**RECORDS SUPPLIED:**
○ ○ ○ ○ ○ ○ ○

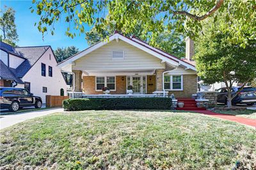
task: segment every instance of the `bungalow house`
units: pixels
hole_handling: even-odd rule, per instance
[[[26,88],[42,98],[67,94],[51,46],[12,47],[0,42],[0,86]]]
[[[191,60],[193,42],[186,40],[186,58],[179,59],[116,32],[108,41],[99,42],[58,66],[74,73],[74,91],[85,95],[102,94],[106,86],[110,94],[125,95],[131,85],[134,94],[165,91],[177,98],[190,98],[197,91],[197,75]]]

○ ○ ○ ○ ○ ○ ○

**WHAT YOU SHOULD DO:** Copy out every line of the items above character for character, leaving out the pictures.

**RESPONSE FOR THIS EXERCISE:**
task: segment every instance of the `bungalow house`
units: pixels
hole_handling: even-odd rule, per instance
[[[26,88],[42,98],[67,94],[51,46],[12,47],[0,42],[0,86]]]
[[[191,60],[193,42],[186,40],[186,58],[179,59],[116,32],[108,41],[99,42],[58,66],[74,73],[74,91],[85,95],[102,94],[106,86],[110,94],[125,95],[131,85],[134,94],[165,91],[177,98],[190,98],[197,91],[197,75]]]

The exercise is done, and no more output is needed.